[WRITTEN TASK] In the review abstract, how many pages of Dawson's study does the reviewer say George Eliot's novel warrants?

[EXCERPTED TEXT]
English, Department of

 

Authors

Terence Dawson

Date of this Version

2005

Document Type

Article

Citation

The George Eliot Review 36 (2005) Published by The George Eliot Fellowship, http://georgeeliot.org/

Comments

The George Eliot Review 2019 (36)

Abstract

Let me declare my critical prejudices from the outset. Terence Dawson's study is a work of psychological criticism, of post-Jungian criticism to be exact, and I am frequently left unconvinced by such critical inquiry. As Dawson admits, 'it is often held that the weakness of psychological analyses of literary works is that they require the reader to accept their premises. This both is, and is not so.' In the case of Dawson's book, I can't help but feel that it is so, and by the end of a dense, if often suggestive, study, I remained unpersuaded as to the merits of this particular post-Jungian interpretation. As a reader always keen to learn more about George Eliot and her writing, I was left disappointed in the relatively scant attention paid her. The only work by her discussed at length is Silas Marner, although to say that it is discussed at length may misrepresent things; in fact, in a study of some 300 pages, George Eliot's novel warrants only 26 pages. Although the subtitle to the study suggests a far wider sweep - Scott, et al- the crux of Dawson's argument rests on readings of single novels by each author: lvanhoe, paired up in discussion with The Picture of Dorian Gray; Wuthering Heights paired with Silas Mamer. I'll come on to the unusual pairings in a moment, but for now, suffice to say that Dawson's project is not a sweeping one, so much as it about showing in very close detail how one might read these particular texts using quite specific post-Jungian ideas.

[STORED DATA]
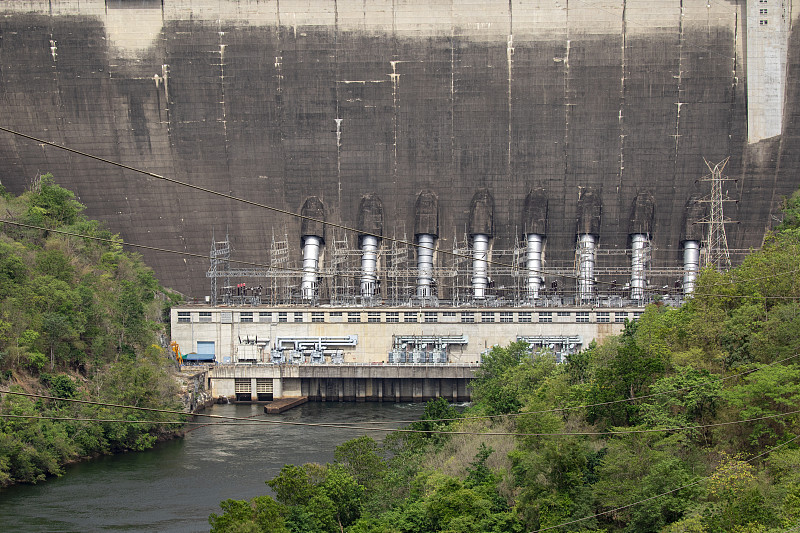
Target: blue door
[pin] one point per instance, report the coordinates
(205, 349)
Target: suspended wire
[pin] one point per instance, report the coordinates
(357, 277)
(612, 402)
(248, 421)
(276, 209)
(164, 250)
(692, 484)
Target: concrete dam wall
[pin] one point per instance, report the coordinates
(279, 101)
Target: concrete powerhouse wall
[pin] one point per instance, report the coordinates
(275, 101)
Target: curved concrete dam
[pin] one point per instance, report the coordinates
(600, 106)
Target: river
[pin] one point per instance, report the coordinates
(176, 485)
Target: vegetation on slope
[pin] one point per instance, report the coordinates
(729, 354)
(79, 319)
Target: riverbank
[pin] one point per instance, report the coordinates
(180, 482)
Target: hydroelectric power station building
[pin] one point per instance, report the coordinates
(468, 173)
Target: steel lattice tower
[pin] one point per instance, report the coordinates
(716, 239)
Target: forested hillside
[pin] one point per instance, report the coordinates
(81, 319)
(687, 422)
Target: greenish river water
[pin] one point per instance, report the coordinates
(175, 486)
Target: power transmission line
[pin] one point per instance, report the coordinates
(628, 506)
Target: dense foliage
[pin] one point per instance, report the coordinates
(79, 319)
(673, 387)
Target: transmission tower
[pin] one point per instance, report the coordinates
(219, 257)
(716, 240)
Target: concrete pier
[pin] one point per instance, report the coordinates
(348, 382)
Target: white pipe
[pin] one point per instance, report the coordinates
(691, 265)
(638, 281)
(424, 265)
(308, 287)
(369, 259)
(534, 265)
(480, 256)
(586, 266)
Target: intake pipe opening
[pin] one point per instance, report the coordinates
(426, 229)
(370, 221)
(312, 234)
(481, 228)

---

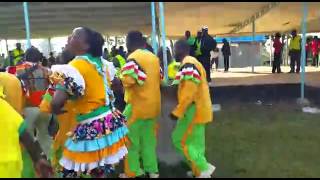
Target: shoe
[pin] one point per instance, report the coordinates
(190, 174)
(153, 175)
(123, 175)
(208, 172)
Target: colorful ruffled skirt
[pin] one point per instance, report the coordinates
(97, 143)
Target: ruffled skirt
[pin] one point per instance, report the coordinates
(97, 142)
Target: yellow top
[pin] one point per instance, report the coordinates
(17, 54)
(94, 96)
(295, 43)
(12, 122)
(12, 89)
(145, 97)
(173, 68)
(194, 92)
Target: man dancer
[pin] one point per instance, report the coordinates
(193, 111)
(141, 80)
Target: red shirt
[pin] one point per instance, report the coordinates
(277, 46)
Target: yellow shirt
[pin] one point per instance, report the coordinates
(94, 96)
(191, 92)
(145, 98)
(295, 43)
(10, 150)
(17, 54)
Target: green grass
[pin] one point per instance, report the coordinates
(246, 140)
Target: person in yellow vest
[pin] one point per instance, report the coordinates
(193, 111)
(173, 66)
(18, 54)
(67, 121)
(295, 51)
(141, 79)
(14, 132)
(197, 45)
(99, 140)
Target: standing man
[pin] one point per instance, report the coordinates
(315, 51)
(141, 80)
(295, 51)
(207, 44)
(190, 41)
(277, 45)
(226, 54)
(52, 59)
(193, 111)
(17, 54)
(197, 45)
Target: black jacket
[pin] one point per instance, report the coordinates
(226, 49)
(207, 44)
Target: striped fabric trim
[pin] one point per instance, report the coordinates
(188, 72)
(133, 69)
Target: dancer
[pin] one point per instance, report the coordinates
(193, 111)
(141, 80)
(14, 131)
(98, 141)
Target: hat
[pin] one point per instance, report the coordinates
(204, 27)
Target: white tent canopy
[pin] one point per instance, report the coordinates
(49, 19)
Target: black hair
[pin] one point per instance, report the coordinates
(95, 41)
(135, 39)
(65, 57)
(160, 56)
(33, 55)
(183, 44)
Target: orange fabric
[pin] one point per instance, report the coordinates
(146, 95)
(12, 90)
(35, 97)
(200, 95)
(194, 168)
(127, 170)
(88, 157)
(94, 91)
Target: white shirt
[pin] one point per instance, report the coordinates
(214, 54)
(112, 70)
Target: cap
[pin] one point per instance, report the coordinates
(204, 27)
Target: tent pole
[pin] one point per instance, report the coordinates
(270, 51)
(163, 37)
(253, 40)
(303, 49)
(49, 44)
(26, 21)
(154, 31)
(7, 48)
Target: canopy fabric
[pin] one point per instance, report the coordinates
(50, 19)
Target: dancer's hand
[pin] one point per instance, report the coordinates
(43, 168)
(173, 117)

[ANSWER TO THE EXERCISE] Only 26 pages, in a study of some 300 pages.